* Exercise requirements:
Starting at the top line, print the entries below exactly as they are and skip every picture.

Segment Start: Data supplied

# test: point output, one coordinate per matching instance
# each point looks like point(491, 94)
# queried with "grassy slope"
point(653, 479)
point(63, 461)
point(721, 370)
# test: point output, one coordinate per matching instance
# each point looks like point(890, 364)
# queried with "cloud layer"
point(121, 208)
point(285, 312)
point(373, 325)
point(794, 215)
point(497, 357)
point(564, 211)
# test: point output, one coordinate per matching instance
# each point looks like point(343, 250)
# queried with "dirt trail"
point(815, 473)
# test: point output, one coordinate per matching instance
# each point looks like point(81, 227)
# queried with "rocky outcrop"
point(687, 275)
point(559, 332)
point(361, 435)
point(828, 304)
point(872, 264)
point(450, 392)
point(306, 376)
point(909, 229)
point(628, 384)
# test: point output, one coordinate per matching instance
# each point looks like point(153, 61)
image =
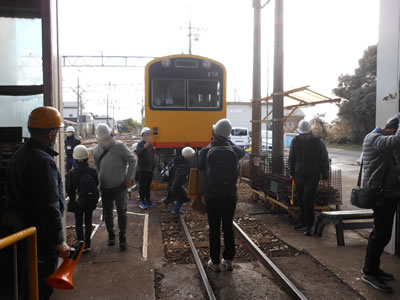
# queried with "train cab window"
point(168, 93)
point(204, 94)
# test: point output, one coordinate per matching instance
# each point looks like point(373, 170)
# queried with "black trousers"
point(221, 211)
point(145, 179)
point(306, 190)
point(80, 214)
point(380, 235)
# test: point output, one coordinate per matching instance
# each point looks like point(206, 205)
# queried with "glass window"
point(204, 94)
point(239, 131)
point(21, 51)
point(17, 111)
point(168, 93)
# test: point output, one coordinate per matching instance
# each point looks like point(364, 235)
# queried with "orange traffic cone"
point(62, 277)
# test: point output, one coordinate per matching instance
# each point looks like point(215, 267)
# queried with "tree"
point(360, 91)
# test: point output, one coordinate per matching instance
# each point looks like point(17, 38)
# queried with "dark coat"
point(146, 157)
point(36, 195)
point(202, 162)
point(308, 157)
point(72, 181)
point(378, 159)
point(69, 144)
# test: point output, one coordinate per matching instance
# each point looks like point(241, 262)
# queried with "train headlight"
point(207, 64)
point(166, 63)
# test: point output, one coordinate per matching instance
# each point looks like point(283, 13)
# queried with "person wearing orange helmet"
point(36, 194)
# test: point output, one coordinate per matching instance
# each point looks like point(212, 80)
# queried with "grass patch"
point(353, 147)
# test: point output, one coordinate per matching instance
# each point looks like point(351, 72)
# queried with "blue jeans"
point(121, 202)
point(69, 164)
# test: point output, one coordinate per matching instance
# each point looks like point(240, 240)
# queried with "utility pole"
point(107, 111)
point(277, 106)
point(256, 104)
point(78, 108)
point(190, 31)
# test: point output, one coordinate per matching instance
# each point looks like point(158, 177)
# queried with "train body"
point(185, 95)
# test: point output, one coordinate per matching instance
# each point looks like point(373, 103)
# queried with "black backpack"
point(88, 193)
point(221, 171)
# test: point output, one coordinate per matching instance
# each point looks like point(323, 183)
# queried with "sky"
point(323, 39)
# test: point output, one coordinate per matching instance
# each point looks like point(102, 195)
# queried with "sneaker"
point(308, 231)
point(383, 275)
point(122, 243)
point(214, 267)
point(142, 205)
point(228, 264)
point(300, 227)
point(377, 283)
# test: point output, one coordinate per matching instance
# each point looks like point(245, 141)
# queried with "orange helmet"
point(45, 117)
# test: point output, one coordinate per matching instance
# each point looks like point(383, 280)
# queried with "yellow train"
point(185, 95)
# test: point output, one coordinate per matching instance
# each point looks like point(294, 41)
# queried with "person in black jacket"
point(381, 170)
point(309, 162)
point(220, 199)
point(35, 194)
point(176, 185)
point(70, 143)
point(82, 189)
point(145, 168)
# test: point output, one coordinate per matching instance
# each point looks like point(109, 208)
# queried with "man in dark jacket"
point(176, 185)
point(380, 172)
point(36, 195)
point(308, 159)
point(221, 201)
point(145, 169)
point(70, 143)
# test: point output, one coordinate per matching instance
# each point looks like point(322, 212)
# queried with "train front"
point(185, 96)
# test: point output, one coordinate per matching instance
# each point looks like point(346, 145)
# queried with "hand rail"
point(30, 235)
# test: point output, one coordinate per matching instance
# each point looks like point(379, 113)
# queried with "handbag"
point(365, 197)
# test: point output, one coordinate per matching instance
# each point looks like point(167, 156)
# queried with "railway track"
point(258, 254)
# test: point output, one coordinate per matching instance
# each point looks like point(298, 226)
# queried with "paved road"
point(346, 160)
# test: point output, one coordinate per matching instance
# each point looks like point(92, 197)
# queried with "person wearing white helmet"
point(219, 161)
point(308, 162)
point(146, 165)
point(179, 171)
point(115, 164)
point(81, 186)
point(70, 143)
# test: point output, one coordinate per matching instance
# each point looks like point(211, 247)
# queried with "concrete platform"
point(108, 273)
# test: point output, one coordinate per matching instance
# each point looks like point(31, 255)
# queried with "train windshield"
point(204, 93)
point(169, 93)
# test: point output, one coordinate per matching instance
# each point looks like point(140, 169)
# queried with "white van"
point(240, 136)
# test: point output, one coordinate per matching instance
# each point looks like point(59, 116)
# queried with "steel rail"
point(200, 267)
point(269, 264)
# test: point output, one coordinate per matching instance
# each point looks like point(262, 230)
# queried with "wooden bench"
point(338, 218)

Segment End: Data supplied

* Final answer:
# test: point output, one coordinate per matching instance
# each point looks like point(491, 94)
# queried with "grassy slope"
point(653, 479)
point(63, 461)
point(721, 370)
# test: point output, one coordinate per matching instance
# each point looks like point(890, 364)
# queried with "cloud layer"
point(121, 208)
point(285, 312)
point(373, 325)
point(794, 215)
point(497, 357)
point(564, 211)
# test: point output, one coordinate per matching instance
# each point looks like point(343, 250)
# queried with "dirt trail"
point(815, 473)
# test: point output, one coordinate per matching instance
# each point looks like point(81, 227)
# queried with "rocky outcrop"
point(687, 275)
point(559, 332)
point(361, 435)
point(828, 304)
point(872, 264)
point(450, 392)
point(306, 376)
point(909, 229)
point(628, 384)
# test: point output, one coordinate per matching instance
# each point looks like point(153, 61)
image =
# queried with "train cab window"
point(168, 93)
point(204, 94)
# test: point output, one coordinate per matching instance
# each point looks like point(373, 170)
# queried with "black trousers"
point(221, 211)
point(145, 179)
point(306, 190)
point(80, 214)
point(380, 235)
# test: point output, one coordinate per matching instance
# each point looks like point(206, 205)
# queried with "glass window"
point(204, 94)
point(239, 131)
point(21, 51)
point(17, 111)
point(168, 93)
# test: point output, one coordinate per matching instance
# each point looks like point(364, 235)
# queried with "orange traffic cone"
point(62, 277)
# test: point output, one coordinate per matching instance
# each point looks like point(215, 267)
# queried with "tree"
point(360, 91)
# test: point output, one coordinate per matching instance
# each point looks like point(17, 38)
# queried with "dark coat"
point(146, 157)
point(36, 195)
point(202, 162)
point(308, 157)
point(72, 181)
point(378, 159)
point(69, 144)
# test: point output, one coordinate per matching instance
# each point looks like point(241, 262)
# queried with "train headlight"
point(207, 64)
point(166, 63)
# test: point output, one coordinate per matching instance
# each point looks like point(283, 13)
# queried with "person wearing orange helmet"
point(36, 194)
# test: point output, one coordinate per matching instance
# each point looks like point(212, 80)
# queried with "grass patch"
point(353, 147)
# test: point output, one coordinate per matching instance
# each point looks like point(351, 72)
# queried with "blue jeans"
point(121, 202)
point(69, 164)
# test: point output, one coordinate per matching instance
# each point looks like point(240, 240)
# queried with "utility pole"
point(107, 111)
point(277, 106)
point(256, 104)
point(78, 108)
point(190, 31)
# test: point output, one coordinate per matching instance
# each point looks like point(158, 177)
# queried with "train body"
point(185, 95)
# test: point output, one coordinate per matching instance
# each point looks like point(373, 103)
# queried with "black backpack"
point(88, 193)
point(221, 171)
# test: point output, one coordinate per matching instance
# each point looks like point(323, 183)
# queried with "sky"
point(323, 39)
# test: point output, one coordinate per matching instance
# each point looks like point(102, 195)
# queried with "sneaker"
point(308, 231)
point(383, 275)
point(122, 243)
point(214, 267)
point(142, 205)
point(228, 264)
point(300, 227)
point(377, 283)
# test: point output, one coordinate per matching instance
# each point looks like point(245, 141)
# queried with "orange helmet"
point(45, 117)
# test: point output, one coordinate per matching instance
# each point looks like point(383, 280)
# queried with "yellow train"
point(185, 95)
# test: point output, one coordinate per matching instance
# each point looks like point(294, 41)
# queried with "person in black jacket"
point(381, 170)
point(309, 162)
point(220, 199)
point(35, 194)
point(176, 185)
point(70, 143)
point(82, 189)
point(145, 168)
# test: point output, one coordinate per matching instance
# each point looks like point(109, 208)
# queried with "man in dark jacket"
point(176, 185)
point(380, 172)
point(36, 195)
point(308, 159)
point(221, 201)
point(145, 169)
point(70, 143)
# test: point output, one coordinate per matching instance
# each point looks like point(322, 212)
# queried with "train front"
point(185, 96)
# test: point output, one coordinate per matching instance
# each point looks like point(346, 145)
# queried with "hand rail"
point(30, 235)
# test: point output, one coordinate per matching instance
# each point looks like point(379, 113)
# queried with "handbag"
point(365, 197)
# test: point output, one coordinate per matching instance
# each point looks like point(167, 156)
# queried with "railway track"
point(258, 254)
# test: point output, one coordinate per matching instance
# each point looks like point(298, 226)
# queried with "paved road"
point(346, 160)
# test: point output, one coordinate per matching instance
# each point looks like point(92, 197)
# queried with "person wearing white helmet"
point(219, 161)
point(308, 162)
point(146, 165)
point(179, 171)
point(115, 164)
point(81, 186)
point(70, 143)
# test: point output, one coordinate per matching instance
# each point looks like point(211, 247)
# queried with "concrete platform"
point(108, 273)
# test: point output, one coordinate per matching instance
# each point looks like point(31, 255)
# queried with "train windshield"
point(204, 93)
point(169, 93)
# test: point output, one coordinate per matching instance
# each point looks like point(140, 169)
# queried with "white van"
point(240, 136)
# test: point output, one coordinate per matching instance
# each point looks like point(59, 116)
# queried with "steel rail"
point(200, 267)
point(269, 264)
# test: point output, one coordinate per matching instance
# each point looks like point(262, 230)
# queried with "wooden bench"
point(338, 218)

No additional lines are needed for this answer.